Source document:
━━━

Caleb Hatchett (09:45)
And you know, like if you were able to pick up on that and be like, you know what? They didn’t necessarily explicitly ask. It means so, so much. And yes, even to the ones who annoy you and begging you to come to the game or come to the play, whatever it means more than I think you can know because it’s, you know, they probably know you’re busy. and even if they don’t, it’s like, man, makes them feel good about themselves. so meet them where they’re at.

Karlie (10:00)
Mm-hmm.

And I’ll say if you’re

a teacher too, you probably, can’t go to all the things. There’s no way, especially if you’re a high school teacher and you’ve got, I don’t know, 100, probably more students that are in your classes. Pick two students that this semester I’m gonna show up for one thing that they do. Or try to pick, hey, I have this, I’ve got five basketball players in my class. I can knock out five by going to one game.

Caleb Hatchett (10:28)
Yeah.

Yes.

Karlie (10:37)
or I’ve got

lots of kids that are in band and on the football team, so I’m going to show up to a game. Or if you have a student that you know is very stressed, asking them, hey, what are you involved in right now that is also taking up a lot of your time? Okay, I can tell that means a lot to you because of how much time it’s taking, so that’s what I’m going to show up to this time. And so thinking through things like that instead of just being like, well, this is ridiculous that…

Caleb Hatchett (10:52)
Yeah.

Yeah.

Karlie (11:02)

━━━

Task A:
Repeat the part of the transcript starting with "And I’ll say" and going on through "to one game.".
The transcript and the entries that follow it are unrelated to each other.

Data supplied:
━━━

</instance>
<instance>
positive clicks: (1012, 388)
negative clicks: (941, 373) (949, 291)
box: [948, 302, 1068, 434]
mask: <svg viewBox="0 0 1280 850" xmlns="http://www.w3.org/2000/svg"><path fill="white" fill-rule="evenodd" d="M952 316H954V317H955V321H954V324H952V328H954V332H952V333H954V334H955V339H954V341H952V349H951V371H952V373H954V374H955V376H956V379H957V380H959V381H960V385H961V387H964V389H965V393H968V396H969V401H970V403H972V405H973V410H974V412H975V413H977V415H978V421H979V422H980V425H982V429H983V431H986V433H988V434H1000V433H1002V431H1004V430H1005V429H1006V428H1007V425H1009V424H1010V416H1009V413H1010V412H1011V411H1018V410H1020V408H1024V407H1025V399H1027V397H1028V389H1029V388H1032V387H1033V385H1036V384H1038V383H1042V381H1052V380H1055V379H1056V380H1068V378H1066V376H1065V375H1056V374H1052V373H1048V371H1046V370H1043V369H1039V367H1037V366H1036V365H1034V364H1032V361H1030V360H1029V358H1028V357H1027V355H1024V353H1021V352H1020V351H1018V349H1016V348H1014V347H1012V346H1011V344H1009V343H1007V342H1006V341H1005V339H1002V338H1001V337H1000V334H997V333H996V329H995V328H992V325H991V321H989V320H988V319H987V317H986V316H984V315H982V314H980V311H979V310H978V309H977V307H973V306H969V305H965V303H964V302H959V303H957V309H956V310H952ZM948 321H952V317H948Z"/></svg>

━━━

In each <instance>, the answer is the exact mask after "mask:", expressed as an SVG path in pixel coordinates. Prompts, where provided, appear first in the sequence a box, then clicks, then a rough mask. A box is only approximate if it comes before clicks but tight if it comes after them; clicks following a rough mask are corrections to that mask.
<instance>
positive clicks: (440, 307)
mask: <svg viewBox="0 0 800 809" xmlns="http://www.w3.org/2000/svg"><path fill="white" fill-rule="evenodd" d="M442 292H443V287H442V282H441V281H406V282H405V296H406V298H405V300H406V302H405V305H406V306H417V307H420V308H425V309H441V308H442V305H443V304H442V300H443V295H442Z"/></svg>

━━━

Task B:
Revise only the entry lines starting with the line with "</instance>" and going on through the line with "box: [948, 302, 1068, 434]", replacing "negative clicks" with "negative points" and leaving everything else unchanged.

Task solution A:
And I’ll say if you’re

a teacher too, you probably, can’t go to all the things. There’s no way, especially if you’re a high school teacher and you’ve got, I don’t know, 100, probably more students that are in your classes. Pick two students that this semester I’m gonna show up for one thing that they do. Or try to pick, hey, I have this, I’ve got five basketball players in my class. I can knock out five by going to one game.

Task solution B:
</instance>
<instance>
positive clicks: (1012, 388)
negative points: (941, 373) (949, 291)
box: [948, 302, 1068, 434]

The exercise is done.